## DATA IN THIS EXERCISE
"""

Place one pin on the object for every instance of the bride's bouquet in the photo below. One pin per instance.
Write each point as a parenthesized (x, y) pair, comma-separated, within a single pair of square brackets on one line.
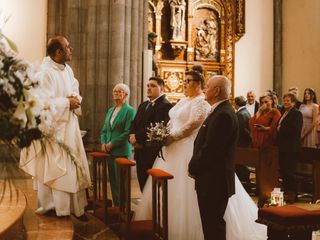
[(156, 134)]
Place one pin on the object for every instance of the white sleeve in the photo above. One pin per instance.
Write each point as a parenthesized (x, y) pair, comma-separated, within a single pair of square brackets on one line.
[(198, 113), (59, 106)]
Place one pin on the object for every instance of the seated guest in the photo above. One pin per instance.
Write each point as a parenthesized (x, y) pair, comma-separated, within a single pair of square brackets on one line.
[(295, 92), (309, 136), (115, 134), (252, 105), (244, 139), (263, 123), (289, 143), (275, 100), (310, 111)]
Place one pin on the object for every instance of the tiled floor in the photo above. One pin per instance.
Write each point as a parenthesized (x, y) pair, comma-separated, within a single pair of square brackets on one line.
[(93, 229)]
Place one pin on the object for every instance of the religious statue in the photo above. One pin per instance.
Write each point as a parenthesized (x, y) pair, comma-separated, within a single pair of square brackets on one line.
[(206, 40), (177, 17)]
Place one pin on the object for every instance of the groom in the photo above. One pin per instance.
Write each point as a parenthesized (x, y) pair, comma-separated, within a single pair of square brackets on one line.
[(212, 163), (152, 111)]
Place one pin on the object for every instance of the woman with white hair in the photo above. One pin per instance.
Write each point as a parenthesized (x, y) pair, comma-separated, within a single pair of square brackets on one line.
[(186, 118), (115, 133)]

"""

## WRITTEN INSTRUCTION
Leave out the pictures and copy the rest of the material above exactly.

## THE ANSWER
Place one pin on the object for every instance of the bride's bouquet in the photo below. One pin per instance.
Write each point as a parenthesized (x, y) pair, comma-separated, within a single pair of square brackets on one line.
[(156, 134)]
Place one pin on the object for every instance of the white sleeve in the photo above. One pin per instance.
Write each point as a parenthesized (x, y) pair, comma-separated, within a single pair of square brackets on one line.
[(198, 113), (59, 106)]
Place one pin on the object for every instance of the seated guest in the photo above. One pin per instance.
Write each point as a parenthesized (x, y) pair, comma-separated, within a single pair of square brackets on one line.
[(295, 92), (309, 136), (115, 134), (252, 105), (244, 139), (263, 123), (289, 143), (275, 100), (310, 111)]
Place one pin on the object for every instance of the tiled floor in the photo above. One pin per instance.
Write each point as a parenthesized (x, y) pair, comma-separated, within a single pair of square brackets on one line.
[(93, 229)]
Place one pin on the object for every instance of the religious statue in the photo above. One pin per instance.
Write each point as a parenthesized (x, y) pair, comma-separated, within a single pair of square brackets on one line.
[(206, 40), (177, 17)]
Place one pin on the object for every instance of the groom in the photo above. One pin per instance.
Write each point as a parenthesized (x, y) pair, comma-separated, within a single pair of square brackets on one line.
[(212, 163), (152, 111)]
Place one pin on the object for every instance of the woman with white hair in the photo above. One pin per instance.
Write each point as a parenthesized (x, y) pair, comma-separated, within a single pair of square brackets on one line.
[(186, 118), (115, 133)]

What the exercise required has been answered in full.